### SOURCE DOCUMENT
Reputation: 460
I'm trying to find the best way to target the PDF download link and download it to the correct directory on my computer. I'm trying to use CasperJS & XPath, as it seems like its the easiest way.
Currently what I have:
var x = require('casper').selectXPath;
var fs = require('fs');
casper.start('http://www.regulations.gov/#!documentDetail;D=APHIS-2012-0047-0291');
var classVal = x("//a[@class='gwt-Anchor']/@href");
casper.download(classVal, 'C:/users/bnickerson/desktop/script/result/p.pdf');
Whenever this runs, it downloads a file, but its an html file just named p.pdf. If I open it, I get this:
HTTP Status 404 - /%5Bobject%20Object%5D
type Status report
message /%5Bobject%20Object%5D
description The requested resource (/%5Bobject%20Object%5D) is not available.
JBoss Web/7.0.17.Final
The page that I'm trying to get this PDF download from: http://www.regulations.gov/#!documentDetail;D=APHIS-2012-0047-0291
Upvotes: 1
Views: 3569
Reputation: 61892
You should look closer what arguments download
accepts. Don't mix selectors and plain strings. classVal
is an XPath selector and not the textual content that is behind the selector. You can retrieve an element attribute using getElementAttribute
.
casper.then(function(){
var classVal = x("//a[@class='gwt-Anchor' and contains(@href,'contentType=pdf')]");
var url = casper.getElementAttribute(classVal, "href");
casper.download(url, 'C:/users/bnickerson/desktop/script/result/p.pdf');
});
Upvotes: 2

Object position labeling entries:
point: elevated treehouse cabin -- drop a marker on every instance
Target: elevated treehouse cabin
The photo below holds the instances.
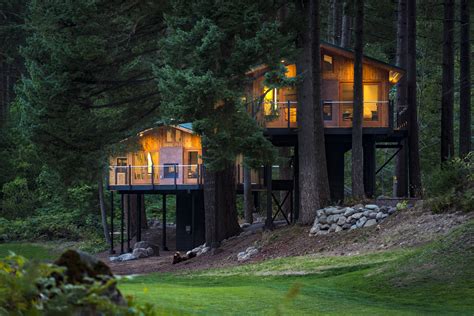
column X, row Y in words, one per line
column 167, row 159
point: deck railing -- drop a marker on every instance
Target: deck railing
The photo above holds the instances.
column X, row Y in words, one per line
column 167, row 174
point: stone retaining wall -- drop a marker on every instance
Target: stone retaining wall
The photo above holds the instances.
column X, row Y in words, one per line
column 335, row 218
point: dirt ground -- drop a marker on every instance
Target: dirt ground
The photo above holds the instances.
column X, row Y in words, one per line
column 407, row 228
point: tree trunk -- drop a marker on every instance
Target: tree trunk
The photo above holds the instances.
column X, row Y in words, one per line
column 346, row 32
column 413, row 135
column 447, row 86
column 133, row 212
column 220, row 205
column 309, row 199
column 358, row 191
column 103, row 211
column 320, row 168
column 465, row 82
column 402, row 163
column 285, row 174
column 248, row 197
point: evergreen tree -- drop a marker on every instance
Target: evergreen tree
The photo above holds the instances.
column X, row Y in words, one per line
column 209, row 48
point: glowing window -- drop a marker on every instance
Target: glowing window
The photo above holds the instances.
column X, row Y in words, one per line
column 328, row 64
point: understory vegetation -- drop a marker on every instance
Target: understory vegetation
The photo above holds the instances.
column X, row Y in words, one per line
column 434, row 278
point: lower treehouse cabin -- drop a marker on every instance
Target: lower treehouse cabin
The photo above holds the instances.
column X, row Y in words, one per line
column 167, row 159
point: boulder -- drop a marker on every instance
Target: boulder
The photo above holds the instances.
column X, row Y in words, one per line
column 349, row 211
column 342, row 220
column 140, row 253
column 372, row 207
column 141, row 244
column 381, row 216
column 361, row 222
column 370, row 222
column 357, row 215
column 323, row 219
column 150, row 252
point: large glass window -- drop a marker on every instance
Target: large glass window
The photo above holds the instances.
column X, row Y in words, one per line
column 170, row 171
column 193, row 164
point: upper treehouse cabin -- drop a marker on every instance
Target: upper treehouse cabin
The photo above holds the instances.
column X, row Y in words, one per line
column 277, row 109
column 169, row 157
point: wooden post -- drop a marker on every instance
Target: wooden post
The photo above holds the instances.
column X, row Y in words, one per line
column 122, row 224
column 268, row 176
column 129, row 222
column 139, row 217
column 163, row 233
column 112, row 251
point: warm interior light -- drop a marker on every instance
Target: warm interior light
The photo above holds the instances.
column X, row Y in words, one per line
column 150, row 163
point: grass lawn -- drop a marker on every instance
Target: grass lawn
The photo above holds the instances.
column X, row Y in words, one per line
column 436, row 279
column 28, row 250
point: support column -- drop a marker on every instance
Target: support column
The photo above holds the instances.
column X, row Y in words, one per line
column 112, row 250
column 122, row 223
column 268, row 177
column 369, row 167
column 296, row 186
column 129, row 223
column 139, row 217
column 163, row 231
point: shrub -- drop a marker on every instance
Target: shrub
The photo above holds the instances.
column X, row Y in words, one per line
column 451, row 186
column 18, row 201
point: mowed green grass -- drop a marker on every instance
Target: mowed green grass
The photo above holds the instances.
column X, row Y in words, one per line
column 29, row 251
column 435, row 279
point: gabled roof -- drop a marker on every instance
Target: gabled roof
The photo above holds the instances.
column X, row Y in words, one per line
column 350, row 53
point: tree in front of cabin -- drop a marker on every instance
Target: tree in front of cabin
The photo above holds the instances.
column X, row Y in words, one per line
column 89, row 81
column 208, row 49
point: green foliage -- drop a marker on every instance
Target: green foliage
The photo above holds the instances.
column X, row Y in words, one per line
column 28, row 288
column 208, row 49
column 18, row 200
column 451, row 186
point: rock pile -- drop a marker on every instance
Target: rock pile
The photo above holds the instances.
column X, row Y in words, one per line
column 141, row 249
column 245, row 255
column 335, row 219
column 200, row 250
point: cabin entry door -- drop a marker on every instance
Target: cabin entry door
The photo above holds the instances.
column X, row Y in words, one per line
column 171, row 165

### EXERCISE INSTRUCTIONS
1 - In the CasperJS thread, what kind of file did the original script actually download under the name p.pdf?
2 - Decide whether each statement agrees with the CasperJS thread: (a) the reply says classVal is an XPath selector, not the text behind it; (b) the downloaded file showed an HTTP Status 500 error; (c) the reply names getElementAttribute as a way to retrieve an element attribute.

### TASK-BY-TASK RESULTS
1 - An HTML file.

2 -
(a) Yes: "is an XPath selector and not the textual content that is behind the selector"
(b) No: "HTTP Status 404"
(c) Yes: "You can retrieve an element attribute using getElementAttribute"